=== Data to process ===

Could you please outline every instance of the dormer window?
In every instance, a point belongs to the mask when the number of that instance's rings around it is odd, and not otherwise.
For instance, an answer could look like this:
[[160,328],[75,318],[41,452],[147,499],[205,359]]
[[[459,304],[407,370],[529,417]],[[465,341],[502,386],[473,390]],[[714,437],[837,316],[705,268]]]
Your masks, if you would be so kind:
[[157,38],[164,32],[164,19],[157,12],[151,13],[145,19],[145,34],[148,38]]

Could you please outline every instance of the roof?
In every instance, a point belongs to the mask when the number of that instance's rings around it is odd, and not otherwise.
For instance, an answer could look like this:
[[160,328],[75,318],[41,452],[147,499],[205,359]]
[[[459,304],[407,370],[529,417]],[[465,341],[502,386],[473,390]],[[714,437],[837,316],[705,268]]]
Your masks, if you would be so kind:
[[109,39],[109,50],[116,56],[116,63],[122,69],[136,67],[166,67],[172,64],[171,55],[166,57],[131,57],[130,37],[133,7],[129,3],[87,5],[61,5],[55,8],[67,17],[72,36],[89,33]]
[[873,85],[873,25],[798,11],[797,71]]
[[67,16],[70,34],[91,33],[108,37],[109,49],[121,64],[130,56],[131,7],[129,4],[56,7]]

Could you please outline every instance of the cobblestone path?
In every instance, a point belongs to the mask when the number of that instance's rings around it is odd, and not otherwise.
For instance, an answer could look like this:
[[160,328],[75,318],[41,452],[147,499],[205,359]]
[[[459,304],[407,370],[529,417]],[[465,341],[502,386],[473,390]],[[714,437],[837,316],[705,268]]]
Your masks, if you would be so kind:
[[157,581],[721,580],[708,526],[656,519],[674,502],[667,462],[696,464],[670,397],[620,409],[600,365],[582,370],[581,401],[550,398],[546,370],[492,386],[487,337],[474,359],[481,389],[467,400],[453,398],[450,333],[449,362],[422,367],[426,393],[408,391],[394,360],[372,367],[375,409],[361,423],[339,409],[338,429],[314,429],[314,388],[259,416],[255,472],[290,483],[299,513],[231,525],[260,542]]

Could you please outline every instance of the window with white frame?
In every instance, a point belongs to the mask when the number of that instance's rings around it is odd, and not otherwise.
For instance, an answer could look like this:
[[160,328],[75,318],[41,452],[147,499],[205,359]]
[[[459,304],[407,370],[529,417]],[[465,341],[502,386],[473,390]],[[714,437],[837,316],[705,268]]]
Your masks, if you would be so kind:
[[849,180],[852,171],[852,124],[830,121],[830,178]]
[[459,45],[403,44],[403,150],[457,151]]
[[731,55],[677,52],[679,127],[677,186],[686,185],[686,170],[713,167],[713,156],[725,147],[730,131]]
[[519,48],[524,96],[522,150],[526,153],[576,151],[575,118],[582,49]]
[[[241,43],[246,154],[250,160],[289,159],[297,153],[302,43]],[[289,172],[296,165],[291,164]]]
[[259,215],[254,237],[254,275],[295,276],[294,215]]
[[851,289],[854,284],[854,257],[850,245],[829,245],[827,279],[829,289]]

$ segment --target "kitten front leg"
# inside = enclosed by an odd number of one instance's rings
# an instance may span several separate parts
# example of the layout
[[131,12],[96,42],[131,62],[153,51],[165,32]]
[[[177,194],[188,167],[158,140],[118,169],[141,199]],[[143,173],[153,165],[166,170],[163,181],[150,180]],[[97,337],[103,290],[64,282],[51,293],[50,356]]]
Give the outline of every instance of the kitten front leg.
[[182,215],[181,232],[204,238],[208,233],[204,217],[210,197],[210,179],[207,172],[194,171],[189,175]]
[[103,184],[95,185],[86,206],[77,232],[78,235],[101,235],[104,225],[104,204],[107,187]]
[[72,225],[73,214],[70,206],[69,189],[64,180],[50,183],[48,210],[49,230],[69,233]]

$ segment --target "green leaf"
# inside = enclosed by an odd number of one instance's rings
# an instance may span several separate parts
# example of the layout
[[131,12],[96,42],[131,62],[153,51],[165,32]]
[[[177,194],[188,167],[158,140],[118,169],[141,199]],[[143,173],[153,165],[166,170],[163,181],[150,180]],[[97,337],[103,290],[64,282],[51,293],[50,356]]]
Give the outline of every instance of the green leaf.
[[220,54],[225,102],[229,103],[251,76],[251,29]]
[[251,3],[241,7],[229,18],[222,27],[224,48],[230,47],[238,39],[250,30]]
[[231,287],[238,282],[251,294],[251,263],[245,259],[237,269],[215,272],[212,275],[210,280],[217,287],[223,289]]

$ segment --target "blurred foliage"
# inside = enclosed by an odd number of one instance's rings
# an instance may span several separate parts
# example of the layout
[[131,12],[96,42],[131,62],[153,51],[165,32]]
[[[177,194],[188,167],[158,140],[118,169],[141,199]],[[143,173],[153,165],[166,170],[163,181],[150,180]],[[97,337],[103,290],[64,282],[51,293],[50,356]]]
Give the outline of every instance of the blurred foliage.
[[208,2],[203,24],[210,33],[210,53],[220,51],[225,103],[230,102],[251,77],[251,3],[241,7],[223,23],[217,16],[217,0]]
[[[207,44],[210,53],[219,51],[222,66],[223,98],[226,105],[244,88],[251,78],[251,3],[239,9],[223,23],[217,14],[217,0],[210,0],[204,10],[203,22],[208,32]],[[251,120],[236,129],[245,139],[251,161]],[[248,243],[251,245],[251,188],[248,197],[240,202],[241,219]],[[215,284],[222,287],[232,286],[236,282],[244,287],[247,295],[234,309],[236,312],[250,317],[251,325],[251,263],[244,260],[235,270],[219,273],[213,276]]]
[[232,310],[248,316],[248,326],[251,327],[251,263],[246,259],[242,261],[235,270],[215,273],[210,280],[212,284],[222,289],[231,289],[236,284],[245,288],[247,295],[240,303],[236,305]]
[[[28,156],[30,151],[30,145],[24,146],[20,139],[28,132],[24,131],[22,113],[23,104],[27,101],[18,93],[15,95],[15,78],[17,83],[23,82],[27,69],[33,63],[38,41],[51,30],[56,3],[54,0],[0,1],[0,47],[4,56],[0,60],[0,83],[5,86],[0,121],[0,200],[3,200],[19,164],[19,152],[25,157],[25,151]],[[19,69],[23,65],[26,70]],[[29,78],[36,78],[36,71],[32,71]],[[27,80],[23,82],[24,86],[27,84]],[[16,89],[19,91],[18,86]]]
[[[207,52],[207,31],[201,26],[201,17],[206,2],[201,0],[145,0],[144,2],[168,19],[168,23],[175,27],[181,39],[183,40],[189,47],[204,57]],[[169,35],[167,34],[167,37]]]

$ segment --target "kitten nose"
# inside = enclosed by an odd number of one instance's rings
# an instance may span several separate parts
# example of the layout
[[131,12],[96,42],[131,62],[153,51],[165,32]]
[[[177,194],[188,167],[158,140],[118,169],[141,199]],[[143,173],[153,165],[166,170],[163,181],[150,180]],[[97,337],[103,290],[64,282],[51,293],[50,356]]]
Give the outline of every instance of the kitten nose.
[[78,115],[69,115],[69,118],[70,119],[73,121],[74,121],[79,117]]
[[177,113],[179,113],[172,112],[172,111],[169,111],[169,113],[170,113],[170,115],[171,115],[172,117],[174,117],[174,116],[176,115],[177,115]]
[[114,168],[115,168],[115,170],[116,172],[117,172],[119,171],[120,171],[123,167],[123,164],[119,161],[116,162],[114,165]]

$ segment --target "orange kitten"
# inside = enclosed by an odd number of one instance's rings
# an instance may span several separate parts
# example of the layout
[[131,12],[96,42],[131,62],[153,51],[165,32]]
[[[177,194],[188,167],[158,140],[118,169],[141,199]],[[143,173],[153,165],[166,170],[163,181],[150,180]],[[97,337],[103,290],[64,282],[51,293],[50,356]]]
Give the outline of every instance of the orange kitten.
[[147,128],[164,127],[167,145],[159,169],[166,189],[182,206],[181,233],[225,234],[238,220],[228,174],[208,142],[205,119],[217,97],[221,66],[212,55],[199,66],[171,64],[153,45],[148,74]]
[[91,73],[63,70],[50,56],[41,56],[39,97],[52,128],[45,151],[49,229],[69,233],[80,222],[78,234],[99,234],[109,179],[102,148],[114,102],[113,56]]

===

Convert the lines above, from the line with "Could you please outline every instance of the window" to the line with "[[459,45],[403,44],[403,150],[457,151]]", into a Markdown table with a Row column holding a row number and a Line column holding the line, leaving out any blank lines.

| Row | Line |
|---|---|
| 1 | Could you please outline every instance of the window with white frame? |
| 2 | In every instance, a point belongs to the mask when the number of that instance's rings around it is odd, and not otherwise. |
| 3 | For instance, an answer could look like this: |
| 4 | [[160,328],[75,318],[41,452],[147,499],[205,359]] |
| 5 | [[[459,304],[407,370],[529,417]],[[465,341],[502,386],[473,390]],[[714,437],[837,316],[705,268]]] |
| 6 | Your masks, if you would be so kind: |
| 7 | [[849,180],[852,171],[852,124],[830,121],[830,178]] |
| 8 | [[459,45],[403,44],[403,150],[457,151]] |